Task requirements: Return each line of the listing that contains the string "front". Treat uppercase and lowercase as different.

Stored entries
[Start]

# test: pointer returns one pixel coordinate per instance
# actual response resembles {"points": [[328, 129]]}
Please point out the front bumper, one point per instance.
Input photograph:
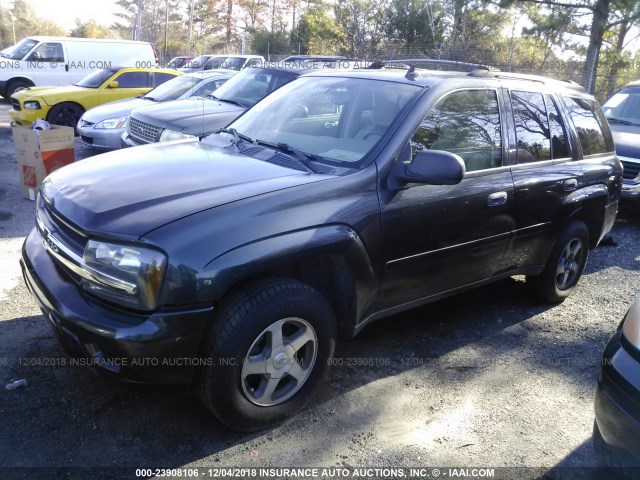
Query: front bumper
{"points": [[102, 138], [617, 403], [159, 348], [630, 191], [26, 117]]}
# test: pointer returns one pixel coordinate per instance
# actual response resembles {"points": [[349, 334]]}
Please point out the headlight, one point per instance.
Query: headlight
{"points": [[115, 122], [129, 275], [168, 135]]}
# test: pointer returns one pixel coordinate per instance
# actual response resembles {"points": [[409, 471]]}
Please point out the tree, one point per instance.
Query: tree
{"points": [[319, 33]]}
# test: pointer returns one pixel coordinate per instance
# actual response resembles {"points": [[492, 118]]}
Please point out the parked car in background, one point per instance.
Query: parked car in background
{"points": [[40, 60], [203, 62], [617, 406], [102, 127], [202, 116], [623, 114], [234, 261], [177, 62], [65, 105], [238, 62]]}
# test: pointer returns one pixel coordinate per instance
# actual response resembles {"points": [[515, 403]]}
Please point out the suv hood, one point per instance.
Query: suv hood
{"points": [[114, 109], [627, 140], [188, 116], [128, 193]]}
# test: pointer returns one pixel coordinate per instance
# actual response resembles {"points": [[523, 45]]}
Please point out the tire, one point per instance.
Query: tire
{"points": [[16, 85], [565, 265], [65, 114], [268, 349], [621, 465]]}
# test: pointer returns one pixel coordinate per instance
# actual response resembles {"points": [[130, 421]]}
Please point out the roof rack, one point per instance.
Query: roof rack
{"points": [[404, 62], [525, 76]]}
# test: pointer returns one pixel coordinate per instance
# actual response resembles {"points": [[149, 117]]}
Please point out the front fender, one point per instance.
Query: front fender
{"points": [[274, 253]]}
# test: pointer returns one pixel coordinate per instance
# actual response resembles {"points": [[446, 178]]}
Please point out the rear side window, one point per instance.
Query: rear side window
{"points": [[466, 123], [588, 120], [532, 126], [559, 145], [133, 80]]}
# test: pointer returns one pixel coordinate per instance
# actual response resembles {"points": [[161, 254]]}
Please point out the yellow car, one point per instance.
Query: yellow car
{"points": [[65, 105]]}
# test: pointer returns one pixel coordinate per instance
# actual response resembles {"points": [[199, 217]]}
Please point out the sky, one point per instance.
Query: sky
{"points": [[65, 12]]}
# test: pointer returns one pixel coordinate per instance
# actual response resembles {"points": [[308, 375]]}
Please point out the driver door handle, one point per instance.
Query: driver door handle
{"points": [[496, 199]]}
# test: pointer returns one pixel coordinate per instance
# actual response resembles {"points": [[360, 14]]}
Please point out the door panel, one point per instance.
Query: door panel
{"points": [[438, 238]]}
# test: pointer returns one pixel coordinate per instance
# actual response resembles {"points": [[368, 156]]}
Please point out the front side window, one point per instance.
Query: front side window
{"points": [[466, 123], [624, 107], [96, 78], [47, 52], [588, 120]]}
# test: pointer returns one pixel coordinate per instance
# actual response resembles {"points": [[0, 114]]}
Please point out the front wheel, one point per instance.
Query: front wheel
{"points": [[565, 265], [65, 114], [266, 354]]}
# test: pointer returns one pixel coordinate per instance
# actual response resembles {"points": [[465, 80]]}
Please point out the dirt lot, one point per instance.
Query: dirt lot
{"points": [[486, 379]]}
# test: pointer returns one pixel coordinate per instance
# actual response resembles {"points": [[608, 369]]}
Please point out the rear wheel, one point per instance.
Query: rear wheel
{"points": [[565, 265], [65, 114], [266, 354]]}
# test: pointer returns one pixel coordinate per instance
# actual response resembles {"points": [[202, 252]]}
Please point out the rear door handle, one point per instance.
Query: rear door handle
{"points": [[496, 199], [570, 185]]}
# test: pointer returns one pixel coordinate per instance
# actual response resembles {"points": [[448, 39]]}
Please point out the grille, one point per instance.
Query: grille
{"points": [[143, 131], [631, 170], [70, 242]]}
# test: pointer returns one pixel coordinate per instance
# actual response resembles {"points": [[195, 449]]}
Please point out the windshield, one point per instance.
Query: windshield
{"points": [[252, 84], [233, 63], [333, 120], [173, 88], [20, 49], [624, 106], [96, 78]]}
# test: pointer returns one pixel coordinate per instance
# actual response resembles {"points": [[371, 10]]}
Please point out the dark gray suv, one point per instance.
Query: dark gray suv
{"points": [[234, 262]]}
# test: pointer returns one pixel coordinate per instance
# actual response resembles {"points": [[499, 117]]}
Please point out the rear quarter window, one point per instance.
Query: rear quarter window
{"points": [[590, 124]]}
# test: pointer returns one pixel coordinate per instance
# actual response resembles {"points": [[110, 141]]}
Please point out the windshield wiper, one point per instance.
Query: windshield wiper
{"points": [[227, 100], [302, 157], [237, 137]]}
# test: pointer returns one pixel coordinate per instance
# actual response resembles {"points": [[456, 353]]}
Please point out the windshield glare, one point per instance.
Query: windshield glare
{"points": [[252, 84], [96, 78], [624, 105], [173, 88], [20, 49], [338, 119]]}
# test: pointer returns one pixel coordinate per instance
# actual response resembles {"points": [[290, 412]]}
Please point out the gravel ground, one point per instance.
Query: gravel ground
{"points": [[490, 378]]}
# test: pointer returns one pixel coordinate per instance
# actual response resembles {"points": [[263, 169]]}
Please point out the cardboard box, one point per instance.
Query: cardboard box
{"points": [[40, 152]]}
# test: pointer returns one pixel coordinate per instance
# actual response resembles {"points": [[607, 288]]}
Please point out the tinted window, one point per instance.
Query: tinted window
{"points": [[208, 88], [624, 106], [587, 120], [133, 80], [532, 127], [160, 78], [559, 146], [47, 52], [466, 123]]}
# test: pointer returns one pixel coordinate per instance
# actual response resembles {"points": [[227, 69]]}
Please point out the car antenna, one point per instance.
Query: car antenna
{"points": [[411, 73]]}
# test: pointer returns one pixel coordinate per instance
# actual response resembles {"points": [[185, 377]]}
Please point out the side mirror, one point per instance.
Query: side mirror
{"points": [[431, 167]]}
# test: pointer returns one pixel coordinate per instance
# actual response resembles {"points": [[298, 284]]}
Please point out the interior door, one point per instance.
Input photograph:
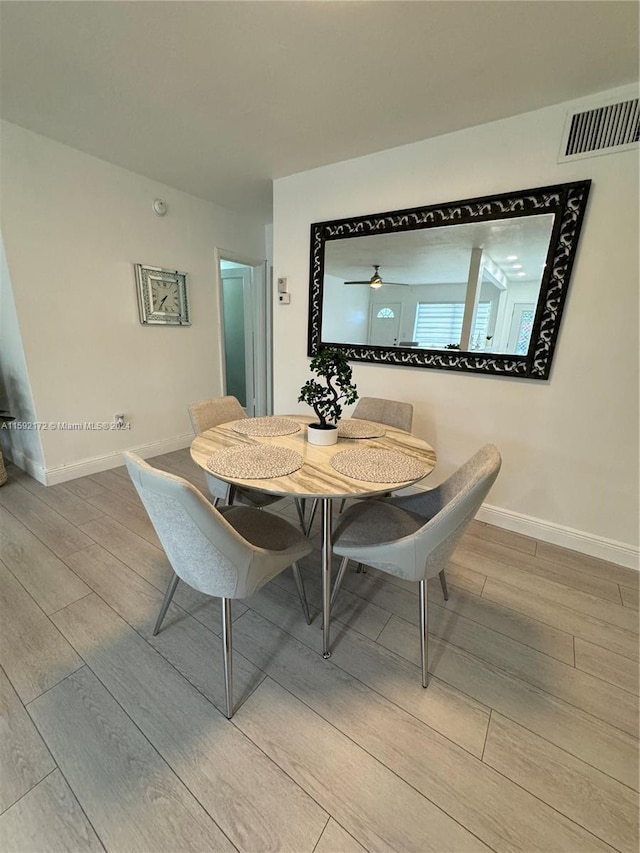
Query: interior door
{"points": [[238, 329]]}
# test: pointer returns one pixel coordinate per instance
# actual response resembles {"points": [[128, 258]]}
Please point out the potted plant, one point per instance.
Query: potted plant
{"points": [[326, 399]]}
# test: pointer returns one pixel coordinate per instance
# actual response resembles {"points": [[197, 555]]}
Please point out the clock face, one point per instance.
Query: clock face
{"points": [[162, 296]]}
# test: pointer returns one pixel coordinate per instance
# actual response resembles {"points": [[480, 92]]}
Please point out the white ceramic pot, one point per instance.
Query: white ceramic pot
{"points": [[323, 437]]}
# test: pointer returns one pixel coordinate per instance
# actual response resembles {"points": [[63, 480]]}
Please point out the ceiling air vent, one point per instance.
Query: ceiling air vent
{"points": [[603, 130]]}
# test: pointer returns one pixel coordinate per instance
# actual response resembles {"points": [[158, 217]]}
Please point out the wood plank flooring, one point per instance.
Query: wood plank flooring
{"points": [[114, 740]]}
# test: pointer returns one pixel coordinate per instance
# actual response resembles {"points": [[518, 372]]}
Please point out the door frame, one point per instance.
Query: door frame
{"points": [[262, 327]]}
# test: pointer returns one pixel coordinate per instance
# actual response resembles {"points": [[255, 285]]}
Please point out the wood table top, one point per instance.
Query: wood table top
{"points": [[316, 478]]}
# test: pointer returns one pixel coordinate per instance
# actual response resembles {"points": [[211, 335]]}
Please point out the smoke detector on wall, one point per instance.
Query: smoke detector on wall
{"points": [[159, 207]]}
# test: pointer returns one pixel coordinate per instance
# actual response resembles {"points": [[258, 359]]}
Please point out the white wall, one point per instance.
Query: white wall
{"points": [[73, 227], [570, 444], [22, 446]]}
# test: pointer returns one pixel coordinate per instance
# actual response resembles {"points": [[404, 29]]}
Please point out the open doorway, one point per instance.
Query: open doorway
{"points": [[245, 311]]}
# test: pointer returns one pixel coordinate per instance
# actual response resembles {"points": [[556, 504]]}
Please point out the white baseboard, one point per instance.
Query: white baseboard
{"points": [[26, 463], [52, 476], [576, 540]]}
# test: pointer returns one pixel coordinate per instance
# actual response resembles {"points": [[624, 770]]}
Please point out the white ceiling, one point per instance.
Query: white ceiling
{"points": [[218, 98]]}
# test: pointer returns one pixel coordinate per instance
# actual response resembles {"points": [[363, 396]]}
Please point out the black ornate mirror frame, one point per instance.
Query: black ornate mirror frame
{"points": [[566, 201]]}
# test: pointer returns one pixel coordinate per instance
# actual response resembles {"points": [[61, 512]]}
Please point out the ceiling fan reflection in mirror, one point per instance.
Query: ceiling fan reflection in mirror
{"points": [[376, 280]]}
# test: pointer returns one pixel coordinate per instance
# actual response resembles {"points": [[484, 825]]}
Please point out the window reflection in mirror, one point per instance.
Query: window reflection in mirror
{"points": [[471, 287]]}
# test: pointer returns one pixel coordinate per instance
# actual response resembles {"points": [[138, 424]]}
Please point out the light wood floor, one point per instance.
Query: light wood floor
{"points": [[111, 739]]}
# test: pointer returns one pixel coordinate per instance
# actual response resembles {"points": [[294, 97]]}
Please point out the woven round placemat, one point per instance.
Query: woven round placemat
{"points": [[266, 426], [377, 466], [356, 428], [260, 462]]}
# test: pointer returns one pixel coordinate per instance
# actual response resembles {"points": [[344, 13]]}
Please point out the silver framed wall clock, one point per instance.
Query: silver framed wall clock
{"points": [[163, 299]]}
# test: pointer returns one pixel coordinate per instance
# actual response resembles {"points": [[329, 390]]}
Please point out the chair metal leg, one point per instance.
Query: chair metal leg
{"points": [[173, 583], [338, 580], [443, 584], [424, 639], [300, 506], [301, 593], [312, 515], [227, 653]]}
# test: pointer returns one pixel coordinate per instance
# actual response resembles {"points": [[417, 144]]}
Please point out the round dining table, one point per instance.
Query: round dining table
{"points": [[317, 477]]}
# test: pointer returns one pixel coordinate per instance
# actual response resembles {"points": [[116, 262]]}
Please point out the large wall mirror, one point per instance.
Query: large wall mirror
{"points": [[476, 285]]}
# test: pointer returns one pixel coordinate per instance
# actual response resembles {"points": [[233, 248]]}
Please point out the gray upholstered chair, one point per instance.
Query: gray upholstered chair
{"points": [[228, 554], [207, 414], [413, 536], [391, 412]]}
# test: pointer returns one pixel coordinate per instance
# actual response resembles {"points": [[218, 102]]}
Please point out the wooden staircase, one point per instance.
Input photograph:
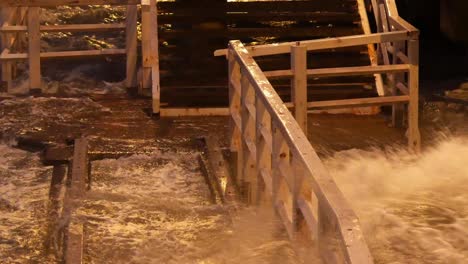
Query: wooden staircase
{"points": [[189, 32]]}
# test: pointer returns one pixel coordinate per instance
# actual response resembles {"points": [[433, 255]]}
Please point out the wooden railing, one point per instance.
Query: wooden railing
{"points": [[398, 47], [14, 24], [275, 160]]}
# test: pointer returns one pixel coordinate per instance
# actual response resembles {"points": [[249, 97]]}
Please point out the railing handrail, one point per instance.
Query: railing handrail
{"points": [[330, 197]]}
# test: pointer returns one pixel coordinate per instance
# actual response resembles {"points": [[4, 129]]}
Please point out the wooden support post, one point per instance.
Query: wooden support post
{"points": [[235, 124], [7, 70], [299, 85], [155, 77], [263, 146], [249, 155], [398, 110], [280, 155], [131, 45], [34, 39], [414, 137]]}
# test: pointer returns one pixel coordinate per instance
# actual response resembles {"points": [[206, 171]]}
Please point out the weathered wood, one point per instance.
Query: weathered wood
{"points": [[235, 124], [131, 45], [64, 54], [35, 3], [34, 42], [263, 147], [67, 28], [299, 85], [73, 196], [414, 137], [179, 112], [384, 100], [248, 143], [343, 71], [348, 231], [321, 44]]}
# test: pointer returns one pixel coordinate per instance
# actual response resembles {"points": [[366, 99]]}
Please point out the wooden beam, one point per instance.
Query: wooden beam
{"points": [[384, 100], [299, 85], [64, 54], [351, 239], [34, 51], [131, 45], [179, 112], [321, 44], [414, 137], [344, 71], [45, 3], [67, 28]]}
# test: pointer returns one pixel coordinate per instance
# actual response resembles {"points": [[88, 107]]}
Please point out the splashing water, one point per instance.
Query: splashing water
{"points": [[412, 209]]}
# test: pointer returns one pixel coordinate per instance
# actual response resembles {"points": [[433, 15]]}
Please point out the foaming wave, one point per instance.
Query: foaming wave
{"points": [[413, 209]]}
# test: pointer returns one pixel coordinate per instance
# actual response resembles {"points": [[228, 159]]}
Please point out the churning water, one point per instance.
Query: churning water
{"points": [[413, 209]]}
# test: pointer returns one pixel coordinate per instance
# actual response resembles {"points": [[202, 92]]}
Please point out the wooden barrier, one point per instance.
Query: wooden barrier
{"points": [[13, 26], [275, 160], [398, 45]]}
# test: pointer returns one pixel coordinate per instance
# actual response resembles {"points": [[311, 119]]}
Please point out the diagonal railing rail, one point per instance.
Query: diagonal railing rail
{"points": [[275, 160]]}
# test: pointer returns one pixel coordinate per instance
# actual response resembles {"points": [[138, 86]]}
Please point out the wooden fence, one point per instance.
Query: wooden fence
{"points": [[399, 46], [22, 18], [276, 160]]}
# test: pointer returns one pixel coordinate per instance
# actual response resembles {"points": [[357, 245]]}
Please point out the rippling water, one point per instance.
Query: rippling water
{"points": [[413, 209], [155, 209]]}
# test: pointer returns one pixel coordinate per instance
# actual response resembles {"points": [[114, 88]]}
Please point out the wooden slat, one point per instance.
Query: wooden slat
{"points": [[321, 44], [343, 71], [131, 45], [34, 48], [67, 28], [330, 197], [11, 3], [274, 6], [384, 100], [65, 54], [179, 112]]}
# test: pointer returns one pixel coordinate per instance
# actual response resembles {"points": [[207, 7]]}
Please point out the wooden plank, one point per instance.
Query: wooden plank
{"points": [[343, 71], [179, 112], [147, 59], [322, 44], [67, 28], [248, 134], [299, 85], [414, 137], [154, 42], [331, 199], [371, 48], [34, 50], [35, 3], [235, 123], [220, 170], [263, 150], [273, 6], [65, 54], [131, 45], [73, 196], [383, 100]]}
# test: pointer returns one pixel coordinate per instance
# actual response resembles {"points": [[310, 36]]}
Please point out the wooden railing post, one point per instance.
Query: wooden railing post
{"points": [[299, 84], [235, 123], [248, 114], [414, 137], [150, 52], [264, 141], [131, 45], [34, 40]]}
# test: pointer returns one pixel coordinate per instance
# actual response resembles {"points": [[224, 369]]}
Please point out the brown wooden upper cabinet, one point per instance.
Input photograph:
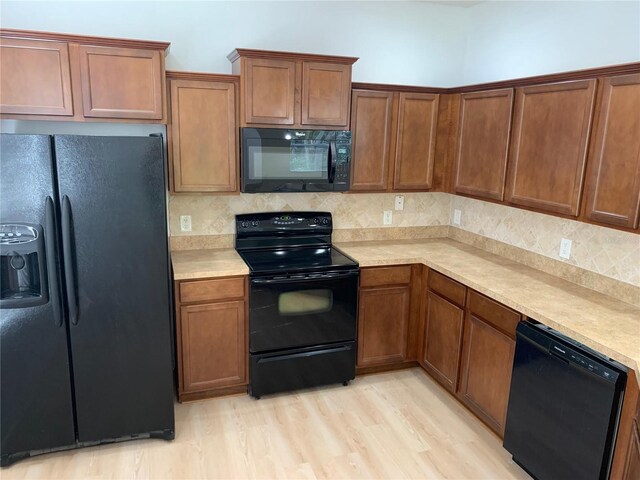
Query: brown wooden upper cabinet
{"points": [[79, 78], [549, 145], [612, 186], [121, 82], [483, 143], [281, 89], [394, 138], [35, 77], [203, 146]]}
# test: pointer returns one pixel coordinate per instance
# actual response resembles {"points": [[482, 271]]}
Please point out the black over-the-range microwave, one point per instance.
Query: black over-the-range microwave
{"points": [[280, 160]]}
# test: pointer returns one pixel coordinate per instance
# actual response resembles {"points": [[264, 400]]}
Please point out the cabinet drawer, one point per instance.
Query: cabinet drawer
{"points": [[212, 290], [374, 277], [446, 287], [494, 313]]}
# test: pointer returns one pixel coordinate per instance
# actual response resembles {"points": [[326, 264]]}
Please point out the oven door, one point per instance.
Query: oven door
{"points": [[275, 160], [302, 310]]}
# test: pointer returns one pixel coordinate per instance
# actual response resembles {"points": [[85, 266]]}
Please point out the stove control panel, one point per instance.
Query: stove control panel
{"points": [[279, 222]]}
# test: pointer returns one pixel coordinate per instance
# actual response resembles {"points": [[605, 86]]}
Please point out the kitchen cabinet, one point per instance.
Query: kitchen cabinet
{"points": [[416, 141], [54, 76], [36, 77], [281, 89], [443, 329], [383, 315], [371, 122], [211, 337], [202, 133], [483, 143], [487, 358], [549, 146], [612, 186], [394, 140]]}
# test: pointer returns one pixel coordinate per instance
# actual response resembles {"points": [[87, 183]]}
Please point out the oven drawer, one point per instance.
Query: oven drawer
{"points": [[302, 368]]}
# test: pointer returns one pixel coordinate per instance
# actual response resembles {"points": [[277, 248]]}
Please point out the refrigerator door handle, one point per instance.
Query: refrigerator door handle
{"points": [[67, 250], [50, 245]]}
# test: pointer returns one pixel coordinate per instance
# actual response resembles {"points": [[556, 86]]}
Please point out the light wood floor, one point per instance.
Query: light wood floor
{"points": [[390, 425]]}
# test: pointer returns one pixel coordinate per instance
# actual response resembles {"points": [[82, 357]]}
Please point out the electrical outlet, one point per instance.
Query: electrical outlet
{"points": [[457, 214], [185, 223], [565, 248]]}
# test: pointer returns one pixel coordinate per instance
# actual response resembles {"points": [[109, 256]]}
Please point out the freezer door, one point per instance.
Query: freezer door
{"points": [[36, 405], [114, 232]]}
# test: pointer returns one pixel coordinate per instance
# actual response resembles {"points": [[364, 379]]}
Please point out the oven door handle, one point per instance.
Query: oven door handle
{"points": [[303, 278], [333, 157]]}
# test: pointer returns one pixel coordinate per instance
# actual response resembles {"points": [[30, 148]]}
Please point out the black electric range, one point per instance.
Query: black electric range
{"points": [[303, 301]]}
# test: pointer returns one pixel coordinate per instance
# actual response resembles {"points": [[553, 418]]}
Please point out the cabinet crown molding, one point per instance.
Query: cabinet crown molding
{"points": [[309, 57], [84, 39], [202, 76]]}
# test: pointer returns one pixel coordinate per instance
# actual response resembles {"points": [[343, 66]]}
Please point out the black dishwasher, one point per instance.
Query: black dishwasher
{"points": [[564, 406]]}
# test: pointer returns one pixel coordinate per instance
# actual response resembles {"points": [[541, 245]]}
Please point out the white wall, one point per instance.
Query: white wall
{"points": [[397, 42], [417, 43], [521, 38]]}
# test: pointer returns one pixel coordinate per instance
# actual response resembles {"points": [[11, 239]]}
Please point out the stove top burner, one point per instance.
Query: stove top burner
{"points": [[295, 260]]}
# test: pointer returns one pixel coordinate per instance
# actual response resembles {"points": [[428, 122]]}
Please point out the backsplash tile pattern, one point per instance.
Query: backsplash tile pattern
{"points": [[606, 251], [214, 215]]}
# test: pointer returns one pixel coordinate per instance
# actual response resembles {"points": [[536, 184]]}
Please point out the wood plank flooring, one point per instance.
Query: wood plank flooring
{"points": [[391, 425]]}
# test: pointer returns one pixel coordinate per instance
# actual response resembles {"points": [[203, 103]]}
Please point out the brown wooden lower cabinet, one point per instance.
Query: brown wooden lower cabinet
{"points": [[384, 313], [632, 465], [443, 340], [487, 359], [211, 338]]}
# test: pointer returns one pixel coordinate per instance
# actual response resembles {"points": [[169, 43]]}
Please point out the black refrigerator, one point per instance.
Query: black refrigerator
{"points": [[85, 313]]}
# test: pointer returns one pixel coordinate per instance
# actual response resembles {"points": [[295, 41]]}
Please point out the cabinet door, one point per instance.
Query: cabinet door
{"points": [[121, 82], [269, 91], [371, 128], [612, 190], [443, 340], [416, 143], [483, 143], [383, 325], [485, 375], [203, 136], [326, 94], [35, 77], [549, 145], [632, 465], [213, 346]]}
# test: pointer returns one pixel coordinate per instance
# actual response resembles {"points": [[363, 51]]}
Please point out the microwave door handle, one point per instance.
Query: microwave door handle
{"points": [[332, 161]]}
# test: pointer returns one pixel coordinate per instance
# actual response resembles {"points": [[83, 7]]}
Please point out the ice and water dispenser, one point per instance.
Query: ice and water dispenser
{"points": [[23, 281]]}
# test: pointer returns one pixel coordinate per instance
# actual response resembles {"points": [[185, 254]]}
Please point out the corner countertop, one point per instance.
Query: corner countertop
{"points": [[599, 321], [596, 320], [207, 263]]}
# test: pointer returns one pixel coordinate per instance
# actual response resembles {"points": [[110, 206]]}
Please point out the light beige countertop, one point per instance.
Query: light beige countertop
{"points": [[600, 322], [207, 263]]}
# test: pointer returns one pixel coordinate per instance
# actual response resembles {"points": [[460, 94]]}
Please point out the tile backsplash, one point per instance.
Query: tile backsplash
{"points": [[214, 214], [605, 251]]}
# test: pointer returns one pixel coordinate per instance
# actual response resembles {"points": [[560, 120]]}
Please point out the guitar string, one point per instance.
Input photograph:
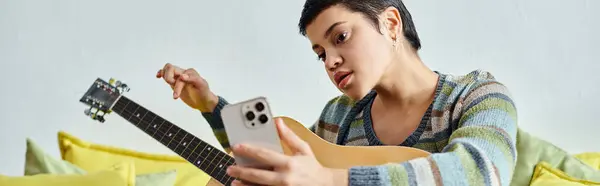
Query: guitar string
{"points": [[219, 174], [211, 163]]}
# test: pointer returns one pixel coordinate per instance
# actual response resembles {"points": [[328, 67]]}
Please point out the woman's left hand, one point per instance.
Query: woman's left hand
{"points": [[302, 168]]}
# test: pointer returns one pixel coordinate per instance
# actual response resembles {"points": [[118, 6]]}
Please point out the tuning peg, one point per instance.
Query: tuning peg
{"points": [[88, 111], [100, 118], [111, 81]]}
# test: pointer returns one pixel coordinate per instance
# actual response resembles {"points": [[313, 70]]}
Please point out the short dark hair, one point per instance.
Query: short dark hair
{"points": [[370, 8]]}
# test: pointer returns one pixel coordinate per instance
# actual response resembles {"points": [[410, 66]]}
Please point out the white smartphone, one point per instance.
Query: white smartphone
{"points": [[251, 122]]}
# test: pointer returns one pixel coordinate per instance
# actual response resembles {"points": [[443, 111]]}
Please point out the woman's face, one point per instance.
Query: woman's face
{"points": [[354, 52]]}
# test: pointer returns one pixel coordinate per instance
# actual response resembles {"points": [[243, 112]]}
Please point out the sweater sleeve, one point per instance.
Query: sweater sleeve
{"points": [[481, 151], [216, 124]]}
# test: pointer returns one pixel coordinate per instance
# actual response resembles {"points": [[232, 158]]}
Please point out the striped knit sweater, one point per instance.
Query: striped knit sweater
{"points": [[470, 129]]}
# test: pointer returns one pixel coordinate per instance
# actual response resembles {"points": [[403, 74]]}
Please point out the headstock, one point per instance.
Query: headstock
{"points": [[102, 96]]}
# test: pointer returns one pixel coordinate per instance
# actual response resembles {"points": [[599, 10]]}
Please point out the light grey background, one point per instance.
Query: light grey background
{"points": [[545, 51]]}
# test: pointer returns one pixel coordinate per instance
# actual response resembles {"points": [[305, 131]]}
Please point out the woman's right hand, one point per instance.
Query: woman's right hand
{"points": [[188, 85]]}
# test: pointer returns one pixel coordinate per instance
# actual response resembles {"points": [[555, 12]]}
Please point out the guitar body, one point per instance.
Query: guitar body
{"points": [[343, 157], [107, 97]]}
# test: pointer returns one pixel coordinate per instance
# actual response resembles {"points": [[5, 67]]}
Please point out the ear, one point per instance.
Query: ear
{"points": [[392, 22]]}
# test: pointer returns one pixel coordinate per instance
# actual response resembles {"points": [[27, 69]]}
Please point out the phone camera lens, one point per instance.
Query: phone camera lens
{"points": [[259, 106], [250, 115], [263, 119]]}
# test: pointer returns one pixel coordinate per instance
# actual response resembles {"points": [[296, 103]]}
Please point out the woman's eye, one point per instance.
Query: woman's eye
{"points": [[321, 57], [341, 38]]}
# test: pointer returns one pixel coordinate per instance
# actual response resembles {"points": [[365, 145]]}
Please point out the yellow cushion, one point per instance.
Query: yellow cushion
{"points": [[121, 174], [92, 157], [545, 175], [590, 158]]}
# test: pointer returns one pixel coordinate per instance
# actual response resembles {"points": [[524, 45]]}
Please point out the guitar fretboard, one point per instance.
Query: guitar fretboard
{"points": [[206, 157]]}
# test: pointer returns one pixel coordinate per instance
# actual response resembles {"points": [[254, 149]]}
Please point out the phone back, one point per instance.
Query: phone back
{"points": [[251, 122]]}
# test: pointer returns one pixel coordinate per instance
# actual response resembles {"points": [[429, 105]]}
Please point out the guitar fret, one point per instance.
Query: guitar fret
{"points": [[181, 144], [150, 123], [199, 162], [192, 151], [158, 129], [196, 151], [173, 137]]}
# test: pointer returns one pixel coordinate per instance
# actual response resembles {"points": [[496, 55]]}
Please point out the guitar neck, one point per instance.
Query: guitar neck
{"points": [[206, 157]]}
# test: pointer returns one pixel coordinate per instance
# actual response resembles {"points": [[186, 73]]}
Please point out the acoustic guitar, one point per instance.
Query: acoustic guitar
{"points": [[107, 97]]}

[End]

Exercise response:
Please point out the front bumper, one point per instance.
Query: front bumper
Please point out the front fender, one point per instance.
Query: front fender
Please point out the front side window, one point per instance.
Query: front side window
Please point out the front wheel, one point per instance.
Query: front wheel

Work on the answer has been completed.